Records from a collection

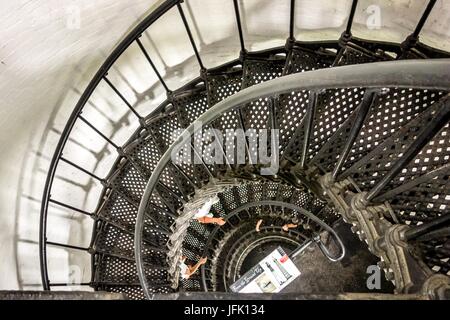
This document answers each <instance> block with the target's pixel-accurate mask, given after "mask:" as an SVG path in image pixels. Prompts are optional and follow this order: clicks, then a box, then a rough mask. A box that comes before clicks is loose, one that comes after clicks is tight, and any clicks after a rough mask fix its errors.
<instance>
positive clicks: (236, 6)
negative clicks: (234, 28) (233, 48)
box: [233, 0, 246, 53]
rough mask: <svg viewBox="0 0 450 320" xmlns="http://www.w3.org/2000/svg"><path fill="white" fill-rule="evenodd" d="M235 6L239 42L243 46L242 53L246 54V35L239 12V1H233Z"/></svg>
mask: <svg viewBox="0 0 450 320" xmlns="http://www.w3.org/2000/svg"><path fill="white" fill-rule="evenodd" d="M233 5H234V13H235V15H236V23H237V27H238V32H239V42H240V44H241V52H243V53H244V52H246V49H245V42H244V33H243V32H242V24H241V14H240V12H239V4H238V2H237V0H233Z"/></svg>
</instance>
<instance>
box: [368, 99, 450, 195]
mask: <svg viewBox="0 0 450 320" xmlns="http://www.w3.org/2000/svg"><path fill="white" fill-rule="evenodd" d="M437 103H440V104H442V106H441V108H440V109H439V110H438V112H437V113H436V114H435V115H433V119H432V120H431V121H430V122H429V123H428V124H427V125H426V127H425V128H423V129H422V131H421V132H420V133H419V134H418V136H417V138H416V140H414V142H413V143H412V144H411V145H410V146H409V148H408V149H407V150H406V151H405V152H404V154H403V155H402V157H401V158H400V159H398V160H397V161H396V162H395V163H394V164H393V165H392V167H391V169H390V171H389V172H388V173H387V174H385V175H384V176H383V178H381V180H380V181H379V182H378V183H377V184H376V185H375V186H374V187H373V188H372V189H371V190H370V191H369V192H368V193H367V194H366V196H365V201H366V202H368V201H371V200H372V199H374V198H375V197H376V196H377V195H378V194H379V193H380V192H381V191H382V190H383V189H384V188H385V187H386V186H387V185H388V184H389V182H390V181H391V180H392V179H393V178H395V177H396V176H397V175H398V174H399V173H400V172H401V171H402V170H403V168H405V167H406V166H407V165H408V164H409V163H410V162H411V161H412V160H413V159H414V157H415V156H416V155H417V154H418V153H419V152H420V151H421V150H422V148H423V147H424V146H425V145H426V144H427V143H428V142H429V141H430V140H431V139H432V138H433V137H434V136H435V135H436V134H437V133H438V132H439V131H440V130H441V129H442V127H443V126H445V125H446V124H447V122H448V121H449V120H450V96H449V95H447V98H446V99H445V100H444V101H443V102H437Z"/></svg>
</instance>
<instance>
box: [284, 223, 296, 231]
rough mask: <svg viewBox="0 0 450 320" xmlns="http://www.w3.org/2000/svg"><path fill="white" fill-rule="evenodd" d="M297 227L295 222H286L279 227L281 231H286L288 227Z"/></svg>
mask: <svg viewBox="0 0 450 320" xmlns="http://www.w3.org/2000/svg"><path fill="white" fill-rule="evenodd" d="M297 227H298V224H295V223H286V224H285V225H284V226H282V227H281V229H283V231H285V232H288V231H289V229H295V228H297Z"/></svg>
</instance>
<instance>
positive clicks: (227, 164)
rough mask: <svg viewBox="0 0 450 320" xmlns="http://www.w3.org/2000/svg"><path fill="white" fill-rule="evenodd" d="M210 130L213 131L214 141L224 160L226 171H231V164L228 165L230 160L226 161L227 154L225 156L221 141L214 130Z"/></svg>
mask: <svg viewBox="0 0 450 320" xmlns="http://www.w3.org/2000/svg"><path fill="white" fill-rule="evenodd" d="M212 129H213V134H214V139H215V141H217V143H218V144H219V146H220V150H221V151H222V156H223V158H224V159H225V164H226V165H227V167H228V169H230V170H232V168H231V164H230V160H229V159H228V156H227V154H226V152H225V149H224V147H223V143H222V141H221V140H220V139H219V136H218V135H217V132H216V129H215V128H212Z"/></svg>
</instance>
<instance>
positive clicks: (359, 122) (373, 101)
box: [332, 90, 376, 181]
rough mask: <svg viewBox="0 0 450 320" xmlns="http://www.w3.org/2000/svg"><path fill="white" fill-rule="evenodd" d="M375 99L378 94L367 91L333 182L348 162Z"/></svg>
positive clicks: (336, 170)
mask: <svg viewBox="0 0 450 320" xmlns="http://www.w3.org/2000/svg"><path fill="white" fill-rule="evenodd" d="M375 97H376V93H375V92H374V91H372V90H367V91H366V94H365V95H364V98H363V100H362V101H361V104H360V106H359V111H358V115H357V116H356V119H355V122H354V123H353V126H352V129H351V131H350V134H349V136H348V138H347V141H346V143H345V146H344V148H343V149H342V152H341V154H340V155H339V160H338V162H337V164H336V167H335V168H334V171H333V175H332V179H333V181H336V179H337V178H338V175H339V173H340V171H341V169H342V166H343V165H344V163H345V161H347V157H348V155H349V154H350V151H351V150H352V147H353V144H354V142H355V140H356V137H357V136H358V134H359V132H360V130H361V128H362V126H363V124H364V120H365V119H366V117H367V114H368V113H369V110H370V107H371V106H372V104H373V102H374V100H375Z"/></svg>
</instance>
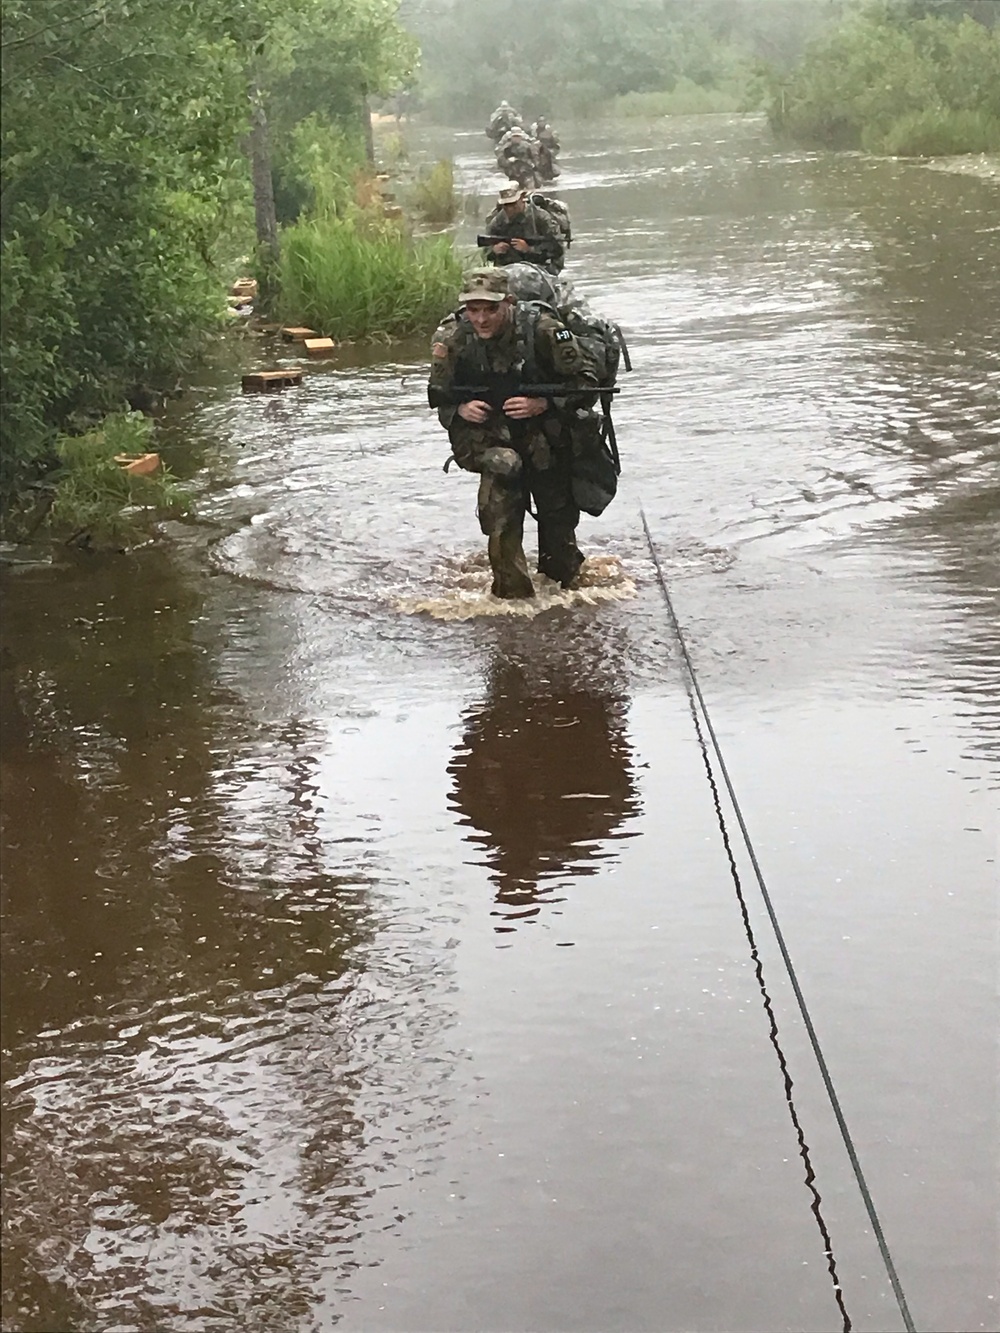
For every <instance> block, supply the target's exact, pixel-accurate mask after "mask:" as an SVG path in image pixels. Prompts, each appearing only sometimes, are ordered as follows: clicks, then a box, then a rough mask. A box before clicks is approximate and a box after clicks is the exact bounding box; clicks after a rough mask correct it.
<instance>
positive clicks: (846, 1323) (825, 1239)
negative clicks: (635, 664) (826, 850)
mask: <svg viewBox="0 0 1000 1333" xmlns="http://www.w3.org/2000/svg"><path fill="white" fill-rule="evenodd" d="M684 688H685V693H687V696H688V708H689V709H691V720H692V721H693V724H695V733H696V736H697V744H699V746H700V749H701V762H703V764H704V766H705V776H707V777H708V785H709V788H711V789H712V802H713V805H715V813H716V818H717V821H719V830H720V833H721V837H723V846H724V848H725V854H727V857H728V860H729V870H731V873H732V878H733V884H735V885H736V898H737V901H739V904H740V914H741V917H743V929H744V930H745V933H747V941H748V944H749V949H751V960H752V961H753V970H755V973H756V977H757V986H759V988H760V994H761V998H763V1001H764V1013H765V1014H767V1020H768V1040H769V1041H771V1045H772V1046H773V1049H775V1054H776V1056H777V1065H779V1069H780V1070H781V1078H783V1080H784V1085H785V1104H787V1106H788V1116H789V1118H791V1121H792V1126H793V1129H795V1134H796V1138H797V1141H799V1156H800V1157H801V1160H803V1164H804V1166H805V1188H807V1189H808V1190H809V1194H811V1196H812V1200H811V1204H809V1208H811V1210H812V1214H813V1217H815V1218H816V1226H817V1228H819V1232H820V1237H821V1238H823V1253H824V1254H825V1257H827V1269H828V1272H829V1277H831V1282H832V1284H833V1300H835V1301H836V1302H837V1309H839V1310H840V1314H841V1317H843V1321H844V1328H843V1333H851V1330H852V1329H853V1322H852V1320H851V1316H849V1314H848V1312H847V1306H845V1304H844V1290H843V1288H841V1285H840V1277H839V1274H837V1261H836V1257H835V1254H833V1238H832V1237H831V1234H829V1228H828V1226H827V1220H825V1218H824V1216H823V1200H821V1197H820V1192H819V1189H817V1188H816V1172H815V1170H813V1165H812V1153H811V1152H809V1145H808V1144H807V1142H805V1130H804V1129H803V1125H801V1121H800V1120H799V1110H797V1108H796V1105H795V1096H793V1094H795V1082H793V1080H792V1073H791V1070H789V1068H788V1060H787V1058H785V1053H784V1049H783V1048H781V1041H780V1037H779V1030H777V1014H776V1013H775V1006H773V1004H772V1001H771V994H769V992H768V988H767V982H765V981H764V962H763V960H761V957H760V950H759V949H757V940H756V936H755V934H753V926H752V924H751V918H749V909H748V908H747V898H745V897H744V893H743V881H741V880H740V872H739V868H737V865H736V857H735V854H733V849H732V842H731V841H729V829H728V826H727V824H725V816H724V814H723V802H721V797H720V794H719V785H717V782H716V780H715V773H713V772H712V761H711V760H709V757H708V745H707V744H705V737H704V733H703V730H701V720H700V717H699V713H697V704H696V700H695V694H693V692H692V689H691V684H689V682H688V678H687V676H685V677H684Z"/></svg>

Work item> From the entries above, extract only the lines running from the one containing "negative clicks: (234, 28) (233, 48)" through the one containing "box: [284, 223, 296, 231]", inclusive.

Answer box>
negative clicks: (234, 28) (233, 48)
box: [233, 0, 246, 53]
rough mask: <svg viewBox="0 0 450 320" xmlns="http://www.w3.org/2000/svg"><path fill="white" fill-rule="evenodd" d="M235 6L239 42L243 46L242 53L246 54V35L239 12V1H233Z"/></svg>
mask: <svg viewBox="0 0 450 320" xmlns="http://www.w3.org/2000/svg"><path fill="white" fill-rule="evenodd" d="M233 5H234V13H235V15H236V23H237V27H238V32H239V42H240V44H241V52H243V53H244V52H246V49H245V42H244V33H243V32H242V24H241V14H240V12H239V4H238V2H237V0H233Z"/></svg>
</instance>
<instance>
box: [368, 99, 450, 195]
mask: <svg viewBox="0 0 450 320" xmlns="http://www.w3.org/2000/svg"><path fill="white" fill-rule="evenodd" d="M437 103H440V104H442V106H441V108H440V109H439V110H438V112H437V113H436V114H435V115H433V119H432V120H431V121H430V122H429V123H428V124H427V125H426V127H425V128H423V129H422V131H421V132H420V133H419V134H418V136H417V138H416V140H414V142H413V143H412V144H411V145H410V146H409V148H408V149H407V150H406V151H405V152H404V154H403V155H402V157H401V158H400V159H398V160H397V161H396V162H395V163H394V164H393V165H392V167H391V169H390V171H389V172H388V173H387V174H385V175H384V176H383V178H381V180H380V181H379V182H378V183H377V184H376V185H375V186H374V187H373V188H372V189H371V190H370V191H369V192H368V193H367V194H366V196H365V201H366V202H368V201H371V200H372V199H374V198H375V197H376V196H377V195H378V194H379V193H380V192H381V191H382V190H383V189H384V188H385V187H386V186H387V185H388V184H389V182H390V181H391V180H392V179H393V178H395V177H396V176H397V175H398V174H399V173H400V172H401V171H402V170H403V168H405V167H406V166H407V165H408V164H409V163H410V162H411V161H412V160H413V159H414V157H415V156H416V155H417V154H418V153H419V152H420V151H421V150H422V148H423V147H424V146H425V145H426V144H427V143H428V142H429V141H430V140H431V139H432V138H433V137H434V136H435V135H436V134H437V133H438V132H439V131H440V130H441V129H442V127H443V126H445V125H446V124H447V122H448V121H449V120H450V96H449V95H447V98H446V99H445V100H444V101H443V102H437Z"/></svg>
</instance>
<instance>
box: [284, 223, 296, 231]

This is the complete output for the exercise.